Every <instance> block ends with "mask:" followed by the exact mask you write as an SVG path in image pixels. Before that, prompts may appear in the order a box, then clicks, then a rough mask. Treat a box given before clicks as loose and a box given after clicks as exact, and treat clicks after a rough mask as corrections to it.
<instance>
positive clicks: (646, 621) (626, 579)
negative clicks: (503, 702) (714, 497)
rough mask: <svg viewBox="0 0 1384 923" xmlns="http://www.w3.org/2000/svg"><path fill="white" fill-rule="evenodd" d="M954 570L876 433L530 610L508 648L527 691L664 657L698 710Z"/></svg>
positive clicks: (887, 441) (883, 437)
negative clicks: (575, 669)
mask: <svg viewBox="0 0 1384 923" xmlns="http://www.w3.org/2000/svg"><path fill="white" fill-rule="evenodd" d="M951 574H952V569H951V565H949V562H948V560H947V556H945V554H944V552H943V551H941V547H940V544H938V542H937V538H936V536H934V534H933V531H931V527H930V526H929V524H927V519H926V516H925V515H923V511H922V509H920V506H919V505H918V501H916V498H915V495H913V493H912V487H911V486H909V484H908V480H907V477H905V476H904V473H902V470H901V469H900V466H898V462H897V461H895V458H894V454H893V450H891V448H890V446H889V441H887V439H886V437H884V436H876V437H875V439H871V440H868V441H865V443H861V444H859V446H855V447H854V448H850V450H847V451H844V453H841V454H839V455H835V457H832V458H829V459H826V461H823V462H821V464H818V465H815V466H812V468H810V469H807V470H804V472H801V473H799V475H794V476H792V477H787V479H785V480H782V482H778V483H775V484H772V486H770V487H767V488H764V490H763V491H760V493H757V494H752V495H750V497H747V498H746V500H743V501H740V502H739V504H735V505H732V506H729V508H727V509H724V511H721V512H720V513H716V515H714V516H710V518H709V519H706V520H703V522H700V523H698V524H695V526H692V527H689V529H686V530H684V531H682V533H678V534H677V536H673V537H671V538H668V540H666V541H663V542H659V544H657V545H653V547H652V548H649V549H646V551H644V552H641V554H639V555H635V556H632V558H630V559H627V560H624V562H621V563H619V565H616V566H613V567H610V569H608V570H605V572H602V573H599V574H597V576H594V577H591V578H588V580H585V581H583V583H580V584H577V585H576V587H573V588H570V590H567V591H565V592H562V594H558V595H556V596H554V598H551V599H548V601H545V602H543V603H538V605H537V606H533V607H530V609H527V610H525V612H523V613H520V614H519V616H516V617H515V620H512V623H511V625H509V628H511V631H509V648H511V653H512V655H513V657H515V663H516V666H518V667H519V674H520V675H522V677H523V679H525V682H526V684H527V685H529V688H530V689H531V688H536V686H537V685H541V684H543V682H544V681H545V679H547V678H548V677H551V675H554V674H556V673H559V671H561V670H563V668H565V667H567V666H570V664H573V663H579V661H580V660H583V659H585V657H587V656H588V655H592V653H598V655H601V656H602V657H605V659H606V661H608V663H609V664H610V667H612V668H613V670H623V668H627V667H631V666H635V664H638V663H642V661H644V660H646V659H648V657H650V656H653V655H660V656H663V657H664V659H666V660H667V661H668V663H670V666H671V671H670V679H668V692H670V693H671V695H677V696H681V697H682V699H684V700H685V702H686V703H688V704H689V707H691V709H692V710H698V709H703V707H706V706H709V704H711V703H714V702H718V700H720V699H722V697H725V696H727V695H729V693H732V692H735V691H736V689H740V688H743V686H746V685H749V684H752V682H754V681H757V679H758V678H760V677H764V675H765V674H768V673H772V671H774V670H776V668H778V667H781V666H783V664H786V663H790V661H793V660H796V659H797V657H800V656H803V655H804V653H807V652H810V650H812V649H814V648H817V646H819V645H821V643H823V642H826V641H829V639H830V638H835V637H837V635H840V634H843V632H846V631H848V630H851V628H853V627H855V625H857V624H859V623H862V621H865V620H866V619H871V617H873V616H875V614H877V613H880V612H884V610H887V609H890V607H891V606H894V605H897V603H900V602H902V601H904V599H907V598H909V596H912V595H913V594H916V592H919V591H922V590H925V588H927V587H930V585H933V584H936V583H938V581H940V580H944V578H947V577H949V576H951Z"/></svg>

****************************************

* **Work required**:
Within this data, count the lines that include the string "positive" and write the number with nothing else.

* **Solution**:
2